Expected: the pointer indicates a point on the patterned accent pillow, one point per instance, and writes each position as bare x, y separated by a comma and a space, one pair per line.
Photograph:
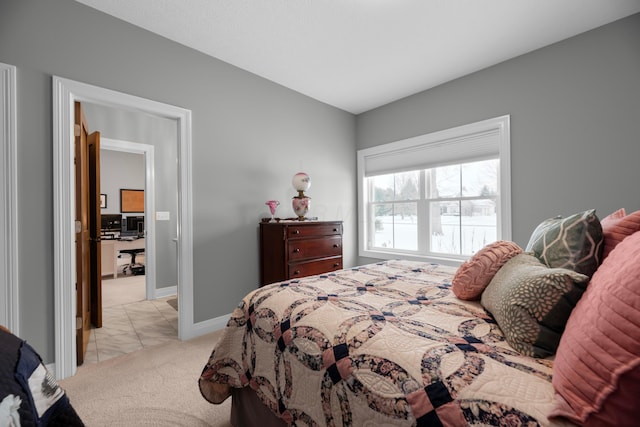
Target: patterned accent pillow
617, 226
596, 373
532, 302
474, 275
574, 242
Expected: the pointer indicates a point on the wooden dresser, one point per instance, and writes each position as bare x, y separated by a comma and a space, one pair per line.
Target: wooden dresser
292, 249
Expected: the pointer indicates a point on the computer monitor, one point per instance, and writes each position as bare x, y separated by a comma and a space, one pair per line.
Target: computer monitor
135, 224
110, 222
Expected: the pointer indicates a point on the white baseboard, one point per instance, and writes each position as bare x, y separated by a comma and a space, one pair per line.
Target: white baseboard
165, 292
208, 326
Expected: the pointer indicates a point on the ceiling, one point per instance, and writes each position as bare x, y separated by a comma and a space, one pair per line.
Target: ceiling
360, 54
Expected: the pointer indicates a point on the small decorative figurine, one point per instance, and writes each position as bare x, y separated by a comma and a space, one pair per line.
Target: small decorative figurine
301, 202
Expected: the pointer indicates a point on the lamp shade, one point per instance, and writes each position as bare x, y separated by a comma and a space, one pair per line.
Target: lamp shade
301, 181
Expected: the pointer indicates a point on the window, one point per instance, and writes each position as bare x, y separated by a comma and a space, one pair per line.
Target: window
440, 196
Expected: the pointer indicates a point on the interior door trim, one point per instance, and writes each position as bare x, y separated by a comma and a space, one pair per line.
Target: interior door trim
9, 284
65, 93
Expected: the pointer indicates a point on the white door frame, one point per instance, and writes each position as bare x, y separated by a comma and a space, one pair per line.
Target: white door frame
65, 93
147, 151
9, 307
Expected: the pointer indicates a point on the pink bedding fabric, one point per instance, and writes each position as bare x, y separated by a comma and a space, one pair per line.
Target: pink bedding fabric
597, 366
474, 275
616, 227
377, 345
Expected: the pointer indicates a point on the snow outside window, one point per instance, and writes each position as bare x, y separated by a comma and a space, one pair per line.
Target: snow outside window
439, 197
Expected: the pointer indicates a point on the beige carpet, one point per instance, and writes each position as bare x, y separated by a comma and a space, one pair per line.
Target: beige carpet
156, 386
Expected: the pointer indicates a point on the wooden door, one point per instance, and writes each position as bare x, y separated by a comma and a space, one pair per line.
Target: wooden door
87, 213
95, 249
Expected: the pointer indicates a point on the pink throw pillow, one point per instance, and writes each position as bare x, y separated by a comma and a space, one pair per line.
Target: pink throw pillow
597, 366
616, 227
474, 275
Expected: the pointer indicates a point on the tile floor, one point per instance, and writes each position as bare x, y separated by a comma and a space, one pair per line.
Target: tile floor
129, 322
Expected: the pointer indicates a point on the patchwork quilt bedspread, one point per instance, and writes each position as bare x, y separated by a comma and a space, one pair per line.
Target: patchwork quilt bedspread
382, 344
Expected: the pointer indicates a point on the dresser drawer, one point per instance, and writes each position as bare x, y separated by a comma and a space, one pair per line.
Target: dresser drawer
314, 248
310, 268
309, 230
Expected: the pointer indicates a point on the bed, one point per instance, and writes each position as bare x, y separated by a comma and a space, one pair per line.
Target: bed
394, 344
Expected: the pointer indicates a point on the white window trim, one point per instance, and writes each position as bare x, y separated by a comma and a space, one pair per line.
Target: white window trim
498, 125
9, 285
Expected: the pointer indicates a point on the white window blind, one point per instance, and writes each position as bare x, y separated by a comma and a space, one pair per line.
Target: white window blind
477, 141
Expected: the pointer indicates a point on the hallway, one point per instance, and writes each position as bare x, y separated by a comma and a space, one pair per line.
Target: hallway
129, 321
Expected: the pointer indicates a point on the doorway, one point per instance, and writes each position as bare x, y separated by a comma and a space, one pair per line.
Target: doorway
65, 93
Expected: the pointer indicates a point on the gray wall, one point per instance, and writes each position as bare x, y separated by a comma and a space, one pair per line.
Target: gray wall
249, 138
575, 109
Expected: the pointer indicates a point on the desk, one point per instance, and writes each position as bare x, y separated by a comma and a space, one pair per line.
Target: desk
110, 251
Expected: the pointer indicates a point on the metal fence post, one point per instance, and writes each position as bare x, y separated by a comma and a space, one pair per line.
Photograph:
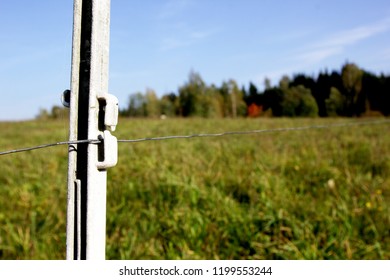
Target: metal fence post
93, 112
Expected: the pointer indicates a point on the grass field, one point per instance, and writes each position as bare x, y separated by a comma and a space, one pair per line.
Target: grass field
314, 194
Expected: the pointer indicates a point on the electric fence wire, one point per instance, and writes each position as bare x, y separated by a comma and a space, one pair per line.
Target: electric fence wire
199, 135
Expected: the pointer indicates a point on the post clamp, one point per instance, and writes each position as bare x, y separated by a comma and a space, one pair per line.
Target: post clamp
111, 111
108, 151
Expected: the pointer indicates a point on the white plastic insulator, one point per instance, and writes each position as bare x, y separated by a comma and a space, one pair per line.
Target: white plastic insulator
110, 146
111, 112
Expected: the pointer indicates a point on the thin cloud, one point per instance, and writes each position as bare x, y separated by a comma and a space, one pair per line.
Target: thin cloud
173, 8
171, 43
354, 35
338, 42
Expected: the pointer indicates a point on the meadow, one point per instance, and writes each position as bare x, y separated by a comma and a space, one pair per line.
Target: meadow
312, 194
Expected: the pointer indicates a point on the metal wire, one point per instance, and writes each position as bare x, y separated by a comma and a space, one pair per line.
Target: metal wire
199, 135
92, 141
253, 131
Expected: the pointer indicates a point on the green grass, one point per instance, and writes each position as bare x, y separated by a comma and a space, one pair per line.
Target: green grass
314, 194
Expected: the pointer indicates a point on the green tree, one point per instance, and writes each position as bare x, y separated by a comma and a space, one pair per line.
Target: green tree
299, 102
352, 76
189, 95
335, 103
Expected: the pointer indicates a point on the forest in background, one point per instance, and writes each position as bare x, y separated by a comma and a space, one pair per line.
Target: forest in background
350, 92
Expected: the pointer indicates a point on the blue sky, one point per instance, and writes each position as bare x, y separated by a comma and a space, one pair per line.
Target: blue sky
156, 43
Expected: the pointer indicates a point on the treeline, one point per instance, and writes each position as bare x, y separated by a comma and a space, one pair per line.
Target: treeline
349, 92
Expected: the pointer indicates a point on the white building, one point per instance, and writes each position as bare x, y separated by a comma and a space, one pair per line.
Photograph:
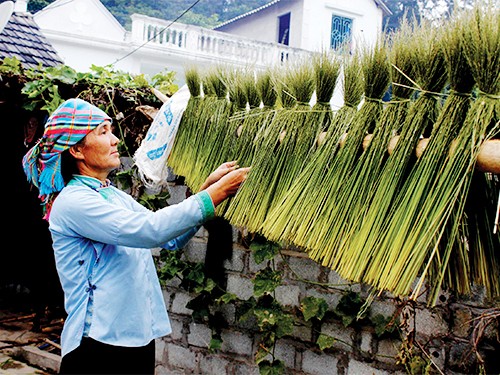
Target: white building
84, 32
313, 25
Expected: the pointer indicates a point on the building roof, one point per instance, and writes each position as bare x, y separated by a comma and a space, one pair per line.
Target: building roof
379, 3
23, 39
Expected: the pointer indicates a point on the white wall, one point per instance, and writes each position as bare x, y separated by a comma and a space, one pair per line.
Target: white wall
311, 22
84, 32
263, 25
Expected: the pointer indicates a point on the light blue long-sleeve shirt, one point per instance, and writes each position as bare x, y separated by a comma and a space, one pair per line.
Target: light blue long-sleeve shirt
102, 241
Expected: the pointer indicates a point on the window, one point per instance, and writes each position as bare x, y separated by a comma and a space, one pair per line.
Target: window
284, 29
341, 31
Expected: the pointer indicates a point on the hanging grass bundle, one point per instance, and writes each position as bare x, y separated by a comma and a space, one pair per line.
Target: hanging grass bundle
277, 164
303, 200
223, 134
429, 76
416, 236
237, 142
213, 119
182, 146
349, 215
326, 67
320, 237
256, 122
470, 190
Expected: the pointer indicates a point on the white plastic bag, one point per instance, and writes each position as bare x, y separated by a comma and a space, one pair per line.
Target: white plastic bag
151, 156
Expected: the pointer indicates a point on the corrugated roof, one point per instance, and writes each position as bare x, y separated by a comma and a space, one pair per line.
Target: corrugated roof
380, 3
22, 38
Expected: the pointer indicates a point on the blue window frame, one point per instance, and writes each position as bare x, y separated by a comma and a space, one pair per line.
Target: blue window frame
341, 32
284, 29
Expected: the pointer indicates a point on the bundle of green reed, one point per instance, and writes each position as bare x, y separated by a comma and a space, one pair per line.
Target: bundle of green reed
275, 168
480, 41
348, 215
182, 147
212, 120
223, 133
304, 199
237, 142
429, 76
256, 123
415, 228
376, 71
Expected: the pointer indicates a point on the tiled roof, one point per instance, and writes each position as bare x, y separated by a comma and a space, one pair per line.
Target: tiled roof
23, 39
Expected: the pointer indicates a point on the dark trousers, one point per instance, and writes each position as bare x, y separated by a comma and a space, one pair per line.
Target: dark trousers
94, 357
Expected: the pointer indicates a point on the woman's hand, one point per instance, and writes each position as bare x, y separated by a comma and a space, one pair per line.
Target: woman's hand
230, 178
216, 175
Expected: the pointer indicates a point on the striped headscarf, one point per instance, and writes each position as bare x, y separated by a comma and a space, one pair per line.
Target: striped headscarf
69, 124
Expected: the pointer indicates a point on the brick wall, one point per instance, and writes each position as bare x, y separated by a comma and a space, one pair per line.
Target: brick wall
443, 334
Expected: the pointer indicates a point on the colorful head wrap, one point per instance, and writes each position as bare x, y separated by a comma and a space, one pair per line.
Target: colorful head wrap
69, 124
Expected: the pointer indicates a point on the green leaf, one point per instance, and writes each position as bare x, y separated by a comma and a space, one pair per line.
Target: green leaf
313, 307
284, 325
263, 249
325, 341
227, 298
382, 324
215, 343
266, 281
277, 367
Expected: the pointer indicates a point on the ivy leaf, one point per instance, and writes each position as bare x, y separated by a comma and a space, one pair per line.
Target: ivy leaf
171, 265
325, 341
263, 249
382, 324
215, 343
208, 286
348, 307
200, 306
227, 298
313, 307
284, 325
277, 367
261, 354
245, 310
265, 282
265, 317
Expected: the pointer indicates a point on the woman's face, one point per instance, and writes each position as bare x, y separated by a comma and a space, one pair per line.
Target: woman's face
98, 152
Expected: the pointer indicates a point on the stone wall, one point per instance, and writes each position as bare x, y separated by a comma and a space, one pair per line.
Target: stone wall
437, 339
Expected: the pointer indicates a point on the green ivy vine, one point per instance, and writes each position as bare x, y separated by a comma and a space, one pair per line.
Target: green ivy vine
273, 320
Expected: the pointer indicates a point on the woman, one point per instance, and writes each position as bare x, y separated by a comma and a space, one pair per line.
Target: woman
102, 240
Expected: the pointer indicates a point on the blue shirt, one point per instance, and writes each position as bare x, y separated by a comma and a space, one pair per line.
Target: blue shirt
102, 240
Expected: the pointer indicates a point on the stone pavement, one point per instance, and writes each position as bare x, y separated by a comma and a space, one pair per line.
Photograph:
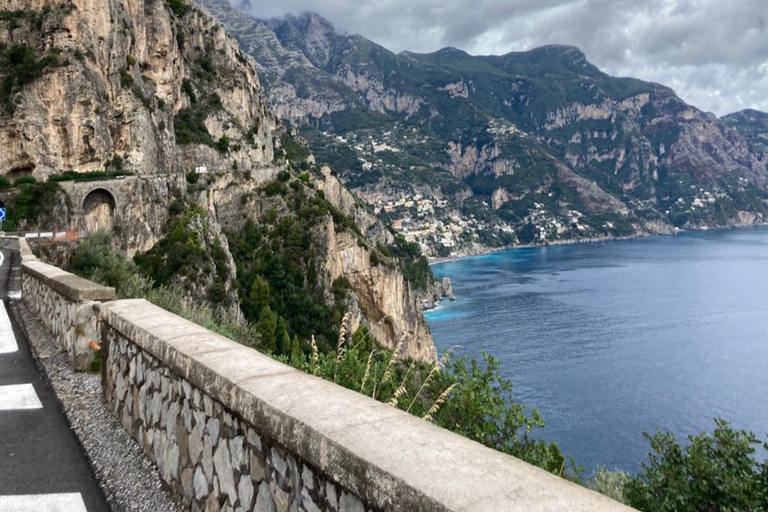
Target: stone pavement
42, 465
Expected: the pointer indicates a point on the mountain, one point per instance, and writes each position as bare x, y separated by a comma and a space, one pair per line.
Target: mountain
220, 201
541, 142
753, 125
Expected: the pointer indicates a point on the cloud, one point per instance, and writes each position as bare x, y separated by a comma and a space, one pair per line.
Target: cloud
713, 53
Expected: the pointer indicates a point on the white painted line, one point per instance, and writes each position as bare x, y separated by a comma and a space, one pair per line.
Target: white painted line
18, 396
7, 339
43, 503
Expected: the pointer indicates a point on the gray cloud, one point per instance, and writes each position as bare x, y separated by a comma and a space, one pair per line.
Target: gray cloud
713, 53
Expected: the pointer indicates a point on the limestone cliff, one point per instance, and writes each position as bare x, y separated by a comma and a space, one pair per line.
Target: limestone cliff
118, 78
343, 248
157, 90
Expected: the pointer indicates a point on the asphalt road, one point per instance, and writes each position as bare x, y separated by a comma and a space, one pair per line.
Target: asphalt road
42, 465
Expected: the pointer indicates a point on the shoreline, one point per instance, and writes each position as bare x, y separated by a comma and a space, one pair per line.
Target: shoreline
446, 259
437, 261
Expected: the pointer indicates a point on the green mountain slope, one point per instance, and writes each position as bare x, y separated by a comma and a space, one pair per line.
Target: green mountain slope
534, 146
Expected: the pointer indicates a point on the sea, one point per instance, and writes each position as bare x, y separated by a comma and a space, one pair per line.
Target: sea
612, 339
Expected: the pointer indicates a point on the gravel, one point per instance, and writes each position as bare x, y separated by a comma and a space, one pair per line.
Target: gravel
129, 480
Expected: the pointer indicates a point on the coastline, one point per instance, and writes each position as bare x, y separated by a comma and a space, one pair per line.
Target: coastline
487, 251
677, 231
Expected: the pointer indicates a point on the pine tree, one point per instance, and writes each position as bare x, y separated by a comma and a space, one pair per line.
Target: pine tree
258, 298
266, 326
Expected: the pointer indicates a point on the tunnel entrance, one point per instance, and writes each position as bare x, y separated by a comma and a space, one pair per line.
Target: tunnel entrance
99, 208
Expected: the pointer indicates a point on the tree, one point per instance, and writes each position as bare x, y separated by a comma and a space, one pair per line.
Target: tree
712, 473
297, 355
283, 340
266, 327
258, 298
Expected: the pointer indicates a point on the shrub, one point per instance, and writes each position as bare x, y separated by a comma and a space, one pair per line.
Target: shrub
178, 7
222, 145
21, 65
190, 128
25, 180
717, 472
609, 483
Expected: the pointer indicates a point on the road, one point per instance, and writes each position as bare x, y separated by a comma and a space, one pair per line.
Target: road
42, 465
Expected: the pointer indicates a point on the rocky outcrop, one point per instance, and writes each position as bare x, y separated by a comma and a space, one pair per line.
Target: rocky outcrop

______

Problem to solve => Wherever "rocky" occurs in the entries above, copy the line it sits on.

Written response =>
Expected: the pointer indicates a point on the rocky outcrop, one point per instance, and writes each position as bare x, y separated by a comma and a space, one pair per line.
Target: rocky outcrop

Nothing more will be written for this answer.